Algorithms - Interaktive Studienpläne der TU Ilmenau

General mathematical maturity:

• Knowing objects like sets, relations, (integer, real, complex) numbers, functions, matrices and vectors, directed and undirected graphs, propositional logic and Boolean algebra.
• Formulate and understand mathematical definitions, theorems and proofs.
• Familiarity with proof techniques such as induction, proof by contradiction, proving the contrapositive. 

Algorithms and data structures:

• Fundamental iterative programing concepts (variables, conditionals, loops, subroutines, recursion). Understanding pseudo-code descriptions of algorithms and beeing able to implement them in some programing language.
• Basic runtime analysis of iterative programs; growth of functions and asymptotic notation.
• Knowing abstract data types and data structures: arrays, lists, stacks, queues, (balanced) search trees, heaps, dictionaries.
• Knowing fundamental algorithms such as binary search, sorting algorithms, tree traversal, breadth-first-search and depth-first-search.

The students know the basic principles of the design and the analysis of algorithms: correctness and running time. They know the Big-O notation and its use for analyzing running times. They know basic number theoretical algorithms (addition, multiplication, division, modular multiplication, modular exponentiation, greatest common divisor), they know basic primality tests and the RSA encryption scheme. The students know the divide-and-conquer paradigm with the master theorem (and its proof) and the most important examples like Karatsuba's algorithm, Strassen's algorithm, Mergesort, Quicksort, and the Fast Fourier Transform. They know basic techniques for orienting oneself in graphs and digraphs: BFS, DFS, Kosaraju's algorithm for strongly connected components. They know Dijkstra's algorithm for calculating shortest paths in graphs, and the data type priority queue with its most important implementation techniques "binary heap" and "d-ary heap". Out of the family of greedy algorithms they know Kruskal's algorithm and Prim's algorithm for the problem of a mimimum spanning tree, including the correctness proof and the runtime analysis including the use of the union find data structure. As another greedy algorithm they know Huffman's algorithm for an optimal binary code. In the context of the dynamic programming paradigm the students know the principal approach as well as the specific algorithms for Edit distance, all-pairs shortest paths (Floyd-Warshall), single-source shortest paths with edge lengths (Bellman-Ford), knapsack problems and matrix chain multiplication. They know the basic definitions and facts from NP-completeness theory, in particular the implications one gets (if P <> NP) from  the fact that a search problem is NP-complete as well as central examples of NP-complete problems.

Methodenkompetenz: The students can formulate the relevant problems and can describe the algorithms that solve the problems. They are able to carry out the algorithms for example inputs, to prove correctness and analyze the running time. They are able to apply algorithm paradigms to create algorithms in situations similar to those treated in the course. They can explain the significance of the concept of NP-completeness and identify some selected NP-complete problems.

+++

Jobs:
[1] Summarize the course description in two sentences.
[2] Output the stretch of the course description from "Algorithms - Interaktive" through "and asymptotic notation.", copied word for word.

Stored data entries:
+++

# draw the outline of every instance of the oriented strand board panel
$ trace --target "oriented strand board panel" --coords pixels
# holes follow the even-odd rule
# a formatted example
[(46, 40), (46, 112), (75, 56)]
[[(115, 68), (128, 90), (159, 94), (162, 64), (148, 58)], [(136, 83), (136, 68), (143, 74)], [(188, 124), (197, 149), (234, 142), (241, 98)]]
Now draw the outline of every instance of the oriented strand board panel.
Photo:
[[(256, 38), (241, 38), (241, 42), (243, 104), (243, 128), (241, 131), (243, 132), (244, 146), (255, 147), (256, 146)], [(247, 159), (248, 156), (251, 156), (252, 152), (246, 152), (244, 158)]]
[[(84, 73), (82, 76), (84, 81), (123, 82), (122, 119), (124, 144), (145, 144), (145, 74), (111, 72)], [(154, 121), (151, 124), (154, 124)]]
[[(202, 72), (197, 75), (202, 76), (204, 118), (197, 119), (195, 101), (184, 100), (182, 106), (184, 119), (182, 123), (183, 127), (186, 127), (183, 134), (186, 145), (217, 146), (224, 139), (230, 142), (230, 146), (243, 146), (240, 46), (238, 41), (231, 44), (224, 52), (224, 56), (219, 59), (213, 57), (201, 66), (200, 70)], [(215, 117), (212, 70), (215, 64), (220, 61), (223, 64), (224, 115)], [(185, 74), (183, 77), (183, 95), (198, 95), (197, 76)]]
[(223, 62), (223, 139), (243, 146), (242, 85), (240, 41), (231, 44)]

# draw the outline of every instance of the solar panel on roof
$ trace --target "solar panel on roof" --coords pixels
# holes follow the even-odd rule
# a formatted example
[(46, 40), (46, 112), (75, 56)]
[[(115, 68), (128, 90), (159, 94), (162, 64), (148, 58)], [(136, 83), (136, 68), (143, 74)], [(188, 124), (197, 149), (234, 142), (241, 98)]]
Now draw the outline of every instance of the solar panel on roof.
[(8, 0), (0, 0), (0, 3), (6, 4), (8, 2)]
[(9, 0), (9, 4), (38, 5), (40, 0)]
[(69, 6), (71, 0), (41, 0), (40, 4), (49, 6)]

+++

Responses by task:
[1] The course description covers general mathematical maturity, including sets, graphs, propositional logic and proof techniques, and algorithms and data structures, including iterative programming concepts, basic runtime analysis, abstract data types and fundamental algorithms. It states that students know the design and analysis of algorithms, including number-theoretic algorithms, divide-and-conquer, graph algorithms, greedy algorithms, dynamic programming and NP-completeness, and that they can carry out algorithms, prove their correctness, analyze their running time and apply algorithm paradigms in similar situations.

[2]
Algorithms - Interaktive Studienpläne der TU Ilmenau

General mathematical maturity:

• Knowing objects like sets, relations, (integer, real, complex) numbers, functions, matrices and vectors, directed and undirected graphs, propositional logic and Boolean algebra.
• Formulate and understand mathematical definitions, theorems and proofs.
• Familiarity with proof techniques such as induction, proof by contradiction, proving the contrapositive. 

Algorithms and data structures:

• Fundamental iterative programing concepts (variables, conditionals, loops, subroutines, recursion). Understanding pseudo-code descriptions of algorithms and beeing able to implement them in some programing language.
• Basic runtime analysis of iterative programs; growth of functions and asymptotic notation.